* _Ejercicios_
**1.** Enumera todos los olores que menciona el texto sobre el mundo moderno.
**2.** Devuelve sin cambios el fragmento del texto sobre el mundo moderno que va desde "Ahora huele a" hasta "de jardín secreto.".
**3.** Prosigue el texto sobre el mundo moderno a partir de su última frase.

* _Texto proporcionado_

================================

todo el tiempo. Y hago lo que mucho consideran una paletada: la nostalgia de la
cuarentena encerrados, cuando las acuarelas y las fresas, y la paz en el
desierto.
Ahora huele a tóner
caliente, a efluvios gatunos… pero sigue ese Cthulhu durmiente. Y con las
lluvias de este año a algún que otro verdín de jardín secreto.
Mi burbuja, que
nunca fue perfecta, se enquista enrocada en sustratos pétreos y masivos. De la
esponjosidad de otros tiempos quedan residuos algodonosos en algún oasis mental;
olor a dulce rancio. La pared bilipídica ofrece la
interesante dicotomía de ser una barrera que me convierte en un ignorante de
muchísimas cosas —no me importa— y a la vez, por esos respiraderos al exterior,
se cuela como una miasma informe el mundo moderno. Qué hartón tengo de
pesadillas cotidianas despierto, de disgusto por la magufada
y el dislate. ¿Quién tiene la culpa? Pues yo, ¿quién iba a ser? Adicciones de
brillo en la madrugada, cara iluminada en la penumbra mientras Pequeño Lord
maúlla y maúlla aun siendo ya caponcillo. El mundo moderno, pues, entra por las odiosas
rendijas, de la manera más tonta, por mera entropía ciega. Como decía un
cartelito que una vez hice: harto de tantos hartazgos. La gente es más gente
cada vez. El pueblo ya no es pueblo, si es que alguna vez ha dejado de ser
piara, con perdón de los gorrinos, animales espirituales y materiales,
definitorios de estas, nuestras Expañas . Pavos, eso, pavos; pavos como los que guardaban los niños
de los cortijos con un palito, el oficio más tempranero en los campos, al menos
por estos terruños andalusíes. Pavos que trufan su cerebro y sus tripas con píldoras
de espasmo coyuntural, y que se ceban con la paja en el ojo ajeno mientras
aposenta el culo plumífero en la viga del ojo suyo… el de la cara, no el cloaquil. El cambio. Ese cambio que siempre se ha
producido, pero que llega un momento que uno es incapaz de asumir. Costumbres
extrañas, palabrejas raras, como sortilegios a la gran Ramera de Babilonia, y esos
ropajes tan ochenteros y woke a la vez. La juventud
moderna. Esas ganas tan desatinadas —ha pasado desde la antigua Asiria o desde
siempre— en tour de force absurdos. Yo poco
puedo hacer o decir, pues como eremita vivo y el ojo de Sauron
sólo me alcanza con el Palantir Smartphónico.

================================

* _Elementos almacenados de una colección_
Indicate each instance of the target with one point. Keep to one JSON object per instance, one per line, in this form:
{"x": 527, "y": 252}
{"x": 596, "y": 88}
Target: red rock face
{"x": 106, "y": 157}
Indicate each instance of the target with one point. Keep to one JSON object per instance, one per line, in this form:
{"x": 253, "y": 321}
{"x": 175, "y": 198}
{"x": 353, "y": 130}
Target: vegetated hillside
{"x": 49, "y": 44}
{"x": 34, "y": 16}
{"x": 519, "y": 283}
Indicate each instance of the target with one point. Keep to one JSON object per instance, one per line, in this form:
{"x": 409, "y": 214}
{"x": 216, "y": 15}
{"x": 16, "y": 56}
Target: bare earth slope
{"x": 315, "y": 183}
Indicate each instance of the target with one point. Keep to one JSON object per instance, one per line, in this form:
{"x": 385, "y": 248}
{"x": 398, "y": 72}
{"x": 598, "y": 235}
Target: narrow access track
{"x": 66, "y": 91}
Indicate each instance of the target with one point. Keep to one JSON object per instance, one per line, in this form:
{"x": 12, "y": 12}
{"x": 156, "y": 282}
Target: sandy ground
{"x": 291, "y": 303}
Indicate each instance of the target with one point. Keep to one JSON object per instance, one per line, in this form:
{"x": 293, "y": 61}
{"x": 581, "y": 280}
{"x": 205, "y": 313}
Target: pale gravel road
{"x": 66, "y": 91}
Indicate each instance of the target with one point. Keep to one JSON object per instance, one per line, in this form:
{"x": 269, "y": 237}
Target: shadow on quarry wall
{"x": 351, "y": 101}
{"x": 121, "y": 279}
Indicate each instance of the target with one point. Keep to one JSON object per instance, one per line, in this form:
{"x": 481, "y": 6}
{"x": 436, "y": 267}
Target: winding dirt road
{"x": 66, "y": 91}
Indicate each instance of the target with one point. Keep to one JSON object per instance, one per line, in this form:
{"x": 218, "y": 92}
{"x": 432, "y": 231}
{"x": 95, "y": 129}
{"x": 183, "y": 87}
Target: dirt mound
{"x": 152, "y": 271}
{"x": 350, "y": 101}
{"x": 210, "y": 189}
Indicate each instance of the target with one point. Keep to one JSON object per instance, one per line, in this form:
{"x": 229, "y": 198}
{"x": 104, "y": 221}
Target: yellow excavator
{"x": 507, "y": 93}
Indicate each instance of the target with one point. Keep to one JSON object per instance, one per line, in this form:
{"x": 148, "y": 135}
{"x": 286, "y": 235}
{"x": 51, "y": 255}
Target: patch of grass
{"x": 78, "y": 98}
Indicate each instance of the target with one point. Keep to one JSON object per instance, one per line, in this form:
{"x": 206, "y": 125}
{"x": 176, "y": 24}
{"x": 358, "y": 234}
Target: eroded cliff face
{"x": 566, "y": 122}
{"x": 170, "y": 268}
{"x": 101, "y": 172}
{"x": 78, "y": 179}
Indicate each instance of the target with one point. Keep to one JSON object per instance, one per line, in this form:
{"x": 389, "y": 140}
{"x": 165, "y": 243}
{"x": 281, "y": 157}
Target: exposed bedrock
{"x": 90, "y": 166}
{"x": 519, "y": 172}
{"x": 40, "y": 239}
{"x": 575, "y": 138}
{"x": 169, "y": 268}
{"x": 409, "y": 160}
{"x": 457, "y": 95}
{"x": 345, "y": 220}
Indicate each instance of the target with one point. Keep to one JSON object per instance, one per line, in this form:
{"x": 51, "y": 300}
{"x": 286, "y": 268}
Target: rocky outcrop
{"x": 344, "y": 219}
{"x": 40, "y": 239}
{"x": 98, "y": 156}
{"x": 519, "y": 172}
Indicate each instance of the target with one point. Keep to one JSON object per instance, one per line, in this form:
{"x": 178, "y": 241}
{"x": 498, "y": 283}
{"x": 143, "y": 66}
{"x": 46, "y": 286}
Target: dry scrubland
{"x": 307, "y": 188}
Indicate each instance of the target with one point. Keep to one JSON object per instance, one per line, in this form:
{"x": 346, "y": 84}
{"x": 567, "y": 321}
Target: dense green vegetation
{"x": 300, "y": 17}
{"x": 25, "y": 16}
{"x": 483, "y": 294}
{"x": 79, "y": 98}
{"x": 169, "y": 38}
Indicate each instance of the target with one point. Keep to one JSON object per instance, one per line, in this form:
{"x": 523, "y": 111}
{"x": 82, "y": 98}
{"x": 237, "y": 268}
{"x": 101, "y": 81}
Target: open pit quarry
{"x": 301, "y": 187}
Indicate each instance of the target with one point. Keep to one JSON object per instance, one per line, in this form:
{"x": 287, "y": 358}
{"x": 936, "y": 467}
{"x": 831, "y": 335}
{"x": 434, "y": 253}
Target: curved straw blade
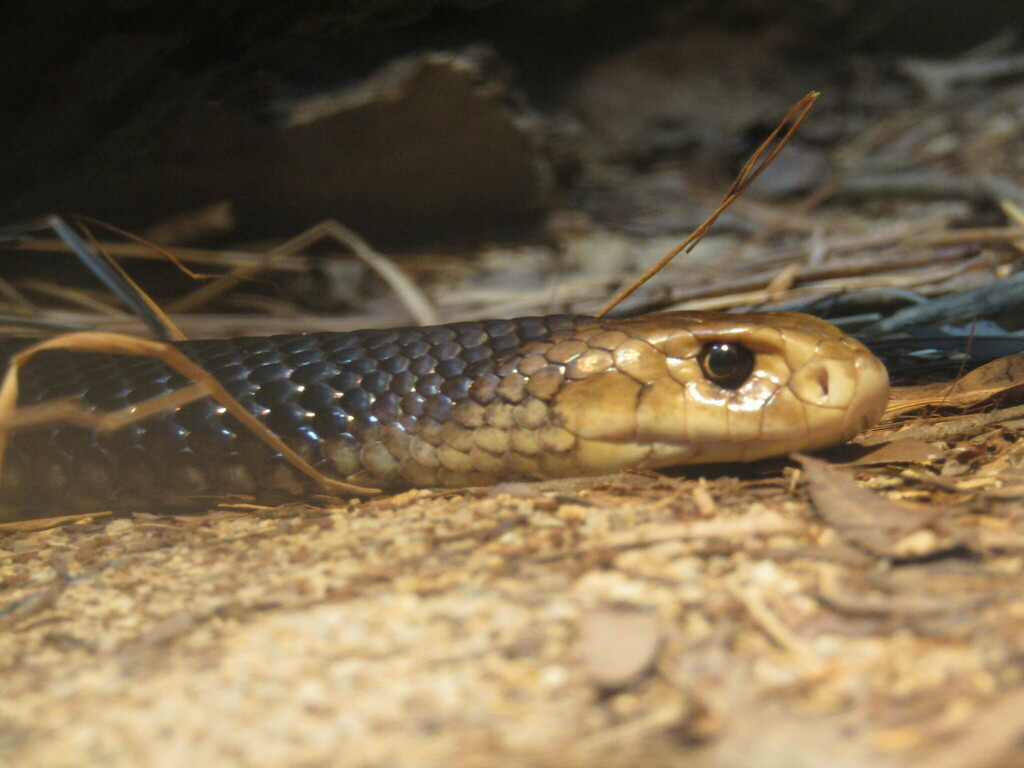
{"x": 748, "y": 175}
{"x": 206, "y": 384}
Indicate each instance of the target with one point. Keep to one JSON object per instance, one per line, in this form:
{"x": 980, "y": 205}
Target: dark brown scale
{"x": 343, "y": 387}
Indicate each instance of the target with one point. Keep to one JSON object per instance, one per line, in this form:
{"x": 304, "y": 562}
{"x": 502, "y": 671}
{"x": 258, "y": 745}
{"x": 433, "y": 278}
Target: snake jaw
{"x": 811, "y": 387}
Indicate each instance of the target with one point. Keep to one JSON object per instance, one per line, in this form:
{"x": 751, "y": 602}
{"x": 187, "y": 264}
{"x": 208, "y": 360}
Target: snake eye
{"x": 726, "y": 365}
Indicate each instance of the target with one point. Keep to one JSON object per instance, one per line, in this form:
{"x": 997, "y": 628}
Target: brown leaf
{"x": 899, "y": 452}
{"x": 619, "y": 646}
{"x": 871, "y": 522}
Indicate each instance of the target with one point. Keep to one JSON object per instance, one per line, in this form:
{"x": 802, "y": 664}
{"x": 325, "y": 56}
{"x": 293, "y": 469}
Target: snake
{"x": 451, "y": 406}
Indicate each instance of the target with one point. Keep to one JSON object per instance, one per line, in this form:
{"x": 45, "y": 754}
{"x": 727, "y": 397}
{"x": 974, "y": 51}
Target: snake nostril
{"x": 822, "y": 379}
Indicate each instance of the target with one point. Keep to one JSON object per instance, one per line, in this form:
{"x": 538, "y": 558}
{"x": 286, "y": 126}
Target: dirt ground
{"x": 864, "y": 607}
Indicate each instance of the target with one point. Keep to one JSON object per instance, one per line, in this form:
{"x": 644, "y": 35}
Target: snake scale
{"x": 460, "y": 404}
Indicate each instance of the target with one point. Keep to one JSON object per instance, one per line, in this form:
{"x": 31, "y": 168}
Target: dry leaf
{"x": 619, "y": 646}
{"x": 871, "y": 522}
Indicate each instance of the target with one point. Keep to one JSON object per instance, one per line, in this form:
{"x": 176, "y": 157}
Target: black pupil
{"x": 726, "y": 365}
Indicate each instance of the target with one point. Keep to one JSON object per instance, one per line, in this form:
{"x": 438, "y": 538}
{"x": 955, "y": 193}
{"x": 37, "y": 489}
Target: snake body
{"x": 459, "y": 404}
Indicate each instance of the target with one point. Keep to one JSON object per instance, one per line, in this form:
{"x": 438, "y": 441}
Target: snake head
{"x": 692, "y": 387}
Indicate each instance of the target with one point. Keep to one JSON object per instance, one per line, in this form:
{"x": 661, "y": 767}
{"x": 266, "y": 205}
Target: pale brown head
{"x": 696, "y": 387}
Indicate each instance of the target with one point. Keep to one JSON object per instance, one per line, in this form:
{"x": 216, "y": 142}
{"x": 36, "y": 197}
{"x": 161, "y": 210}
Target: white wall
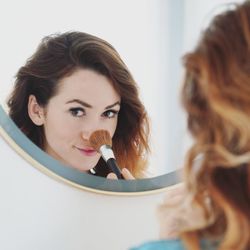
{"x": 137, "y": 29}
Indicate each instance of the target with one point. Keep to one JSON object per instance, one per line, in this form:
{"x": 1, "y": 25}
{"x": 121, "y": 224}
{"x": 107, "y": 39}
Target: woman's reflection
{"x": 76, "y": 83}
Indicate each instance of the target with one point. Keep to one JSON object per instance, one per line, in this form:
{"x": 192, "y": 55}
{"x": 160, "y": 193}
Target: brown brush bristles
{"x": 99, "y": 138}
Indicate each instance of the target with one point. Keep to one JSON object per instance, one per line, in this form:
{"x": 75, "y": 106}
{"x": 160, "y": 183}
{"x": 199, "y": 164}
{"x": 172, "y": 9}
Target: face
{"x": 86, "y": 101}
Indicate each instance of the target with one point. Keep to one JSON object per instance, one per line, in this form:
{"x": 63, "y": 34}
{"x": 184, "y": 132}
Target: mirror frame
{"x": 48, "y": 165}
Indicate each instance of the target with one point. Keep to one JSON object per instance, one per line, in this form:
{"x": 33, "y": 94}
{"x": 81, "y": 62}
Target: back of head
{"x": 216, "y": 96}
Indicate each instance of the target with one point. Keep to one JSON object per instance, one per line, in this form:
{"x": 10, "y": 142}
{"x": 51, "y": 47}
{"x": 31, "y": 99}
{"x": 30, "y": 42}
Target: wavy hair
{"x": 216, "y": 96}
{"x": 59, "y": 55}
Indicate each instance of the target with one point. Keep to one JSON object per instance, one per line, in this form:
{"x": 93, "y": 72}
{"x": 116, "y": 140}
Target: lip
{"x": 87, "y": 151}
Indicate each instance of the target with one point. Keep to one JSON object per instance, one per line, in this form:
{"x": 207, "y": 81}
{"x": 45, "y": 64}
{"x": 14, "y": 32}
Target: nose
{"x": 88, "y": 128}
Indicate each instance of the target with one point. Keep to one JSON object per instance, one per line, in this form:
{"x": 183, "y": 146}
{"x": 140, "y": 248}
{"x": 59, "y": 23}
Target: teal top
{"x": 173, "y": 245}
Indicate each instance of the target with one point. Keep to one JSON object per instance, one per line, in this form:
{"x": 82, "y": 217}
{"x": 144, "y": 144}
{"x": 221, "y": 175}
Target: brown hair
{"x": 59, "y": 55}
{"x": 216, "y": 96}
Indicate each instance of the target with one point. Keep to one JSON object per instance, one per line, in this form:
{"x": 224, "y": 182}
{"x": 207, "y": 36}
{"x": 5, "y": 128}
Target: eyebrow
{"x": 90, "y": 106}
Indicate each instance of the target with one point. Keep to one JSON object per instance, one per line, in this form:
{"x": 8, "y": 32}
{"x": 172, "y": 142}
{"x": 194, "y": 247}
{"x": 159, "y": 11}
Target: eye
{"x": 77, "y": 112}
{"x": 110, "y": 113}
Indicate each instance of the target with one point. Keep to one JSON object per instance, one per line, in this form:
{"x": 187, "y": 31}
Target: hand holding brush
{"x": 101, "y": 141}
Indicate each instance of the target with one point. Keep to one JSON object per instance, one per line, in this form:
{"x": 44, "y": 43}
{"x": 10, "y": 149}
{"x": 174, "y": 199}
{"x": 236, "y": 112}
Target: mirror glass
{"x": 150, "y": 36}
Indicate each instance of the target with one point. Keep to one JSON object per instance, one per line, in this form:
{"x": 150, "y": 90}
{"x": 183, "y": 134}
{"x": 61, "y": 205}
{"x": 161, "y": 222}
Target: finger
{"x": 127, "y": 175}
{"x": 112, "y": 176}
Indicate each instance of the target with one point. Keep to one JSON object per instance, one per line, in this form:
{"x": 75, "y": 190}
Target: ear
{"x": 35, "y": 111}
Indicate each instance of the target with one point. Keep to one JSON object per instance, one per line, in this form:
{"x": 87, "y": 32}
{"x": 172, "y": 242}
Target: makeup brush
{"x": 101, "y": 141}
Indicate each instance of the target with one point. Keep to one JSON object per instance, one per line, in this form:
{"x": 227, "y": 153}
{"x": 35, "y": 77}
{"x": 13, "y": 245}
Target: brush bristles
{"x": 99, "y": 138}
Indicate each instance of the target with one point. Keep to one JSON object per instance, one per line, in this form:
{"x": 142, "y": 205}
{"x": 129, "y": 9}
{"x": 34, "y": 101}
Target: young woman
{"x": 74, "y": 84}
{"x": 214, "y": 211}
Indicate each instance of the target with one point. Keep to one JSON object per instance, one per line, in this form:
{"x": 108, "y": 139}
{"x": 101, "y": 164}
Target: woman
{"x": 214, "y": 211}
{"x": 76, "y": 83}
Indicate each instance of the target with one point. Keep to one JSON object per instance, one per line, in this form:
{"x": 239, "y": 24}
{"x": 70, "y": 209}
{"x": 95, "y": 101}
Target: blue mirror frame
{"x": 13, "y": 135}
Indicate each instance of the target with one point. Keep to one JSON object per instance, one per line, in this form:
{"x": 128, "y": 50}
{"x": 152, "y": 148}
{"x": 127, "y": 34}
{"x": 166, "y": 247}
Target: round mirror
{"x": 150, "y": 36}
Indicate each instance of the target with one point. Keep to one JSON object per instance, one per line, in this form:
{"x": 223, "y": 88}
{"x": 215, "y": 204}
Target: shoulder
{"x": 174, "y": 245}
{"x": 161, "y": 245}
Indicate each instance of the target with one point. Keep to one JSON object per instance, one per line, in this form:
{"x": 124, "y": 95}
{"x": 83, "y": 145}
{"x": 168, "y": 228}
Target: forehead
{"x": 87, "y": 85}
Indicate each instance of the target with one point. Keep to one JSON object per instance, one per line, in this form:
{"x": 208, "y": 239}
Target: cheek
{"x": 113, "y": 127}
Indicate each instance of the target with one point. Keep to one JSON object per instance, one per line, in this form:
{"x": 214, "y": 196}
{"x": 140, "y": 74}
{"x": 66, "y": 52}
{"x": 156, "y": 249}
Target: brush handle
{"x": 114, "y": 168}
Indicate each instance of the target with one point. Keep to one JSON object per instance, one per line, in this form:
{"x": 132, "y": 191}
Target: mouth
{"x": 87, "y": 151}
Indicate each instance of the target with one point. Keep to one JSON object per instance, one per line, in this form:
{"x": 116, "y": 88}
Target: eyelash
{"x": 74, "y": 112}
{"x": 115, "y": 112}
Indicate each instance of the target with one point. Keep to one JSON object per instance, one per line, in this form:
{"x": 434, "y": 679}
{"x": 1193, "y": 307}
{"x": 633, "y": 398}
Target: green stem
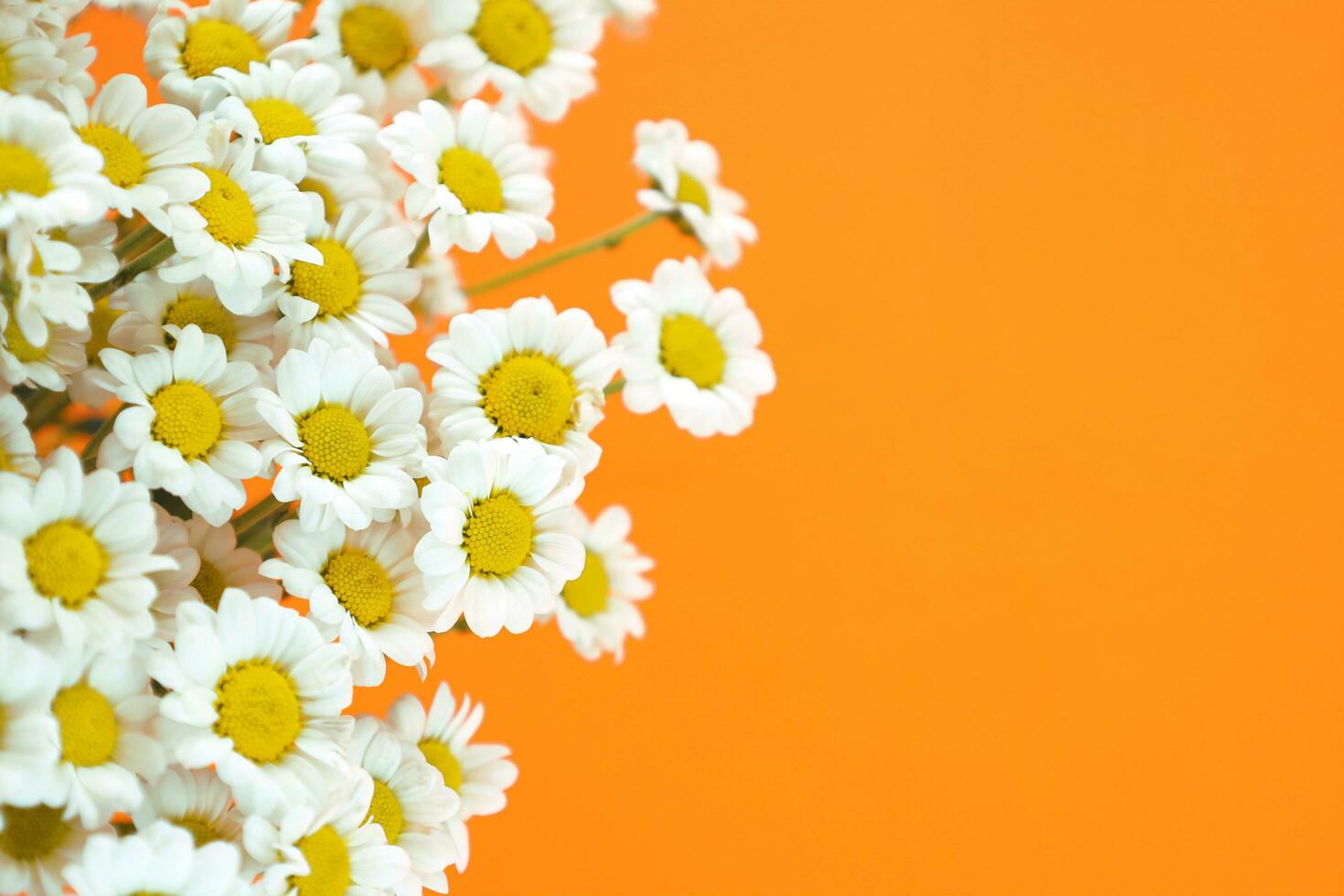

================================

* _Soluciones_
**1.**
- Tóner caliente
- Efluvios gatunos
- Algún que otro verdín de jardín secreto
- Dulce rancio

**2.**
Ahora huele a tóner
caliente, a efluvios gatunos… pero sigue ese Cthulhu durmiente. Y con las
lluvias de este año a algún que otro verdín de jardín secreto.

**3.**
Esta salud mía, tan
precaria desde las postrimerías del verano del 20, con úlceras abiertas en la
pierna derecha y millones de achaques en la izquierda, agriaron el carácter ya
de por sí complicado. Las noches de insomnio por dolores indecibles, sobre todo
en mi amado invierno, trazaron en la burbuja cicatrices que me recuerdan cada
vez que cierro los ojos aquello que se decían los discípulos de San Bruno: —
Morir tenemos. —Ya lo sabemos. Estar cojo sin casi
poder valerme en una casa de escaleras complicadas ha sumado sufrimientos y
recaídas. Si bien es verdad que en estos últimos tiempos lo mental no ha
atacado demasiado fuerte, siempre hay bajones y desplomes. El último este
febrero durante mi estancia en los Madriles del que
tardé en curar.
Y es que esta
burbuja ya mohosa, endurecida por el sol del estío y las congelaciones de enero
tardío, me protege de muchas cosas, pero a su vez me deja sin pesqui, —que no
es que haya tenido mucha picardía yo en mi vida, que no hubiese servido de
Lazarillo de Tormes—sin ser vivo y casi sin estar vivo. Cuando los deseos me
invaden el pecho calentándolo —que cada vez pasa menos— un desasosiego se
instala sobre mi alcoba, mirando desde el techo, como un martinete —el poltergeist
local— que se ríe de mi desdicha. La mente paga cheques que el cuerpo no puede
pagar, y a la inversa. En estas situaciones mis carnes, cual blandiblup, entran en morbosa resonancia. La mente emite un
chirrido inaudible. No lo oye ni el gato, que en invierno siempre está a mi
vera y en verano orbita como un satélite maullador. La soledad, buscada casi
siempre, ya es permanente. Incluso cuando salgo a la calle, cuando estoy con
amigos, una parte sigue solo, ajeno, caduco, buscando la sombra como curiana
que huye.
Con el apagón esta
vez no sentí paz. Tampoco desazón. Transcurrió de una manera tibia. Y es que
así es casi todo lo que pasa y me entero. Más lo normal es que no me entere de
nada. No tenía radio. Ya la tengo. No tenía farol a gas. Ahora también. Lo
próximo que me compre será un machete. O cien latas de conserva. O nada de eso,
y me pille el declive civilizatorio a por uvas, que suele ser mi estilo.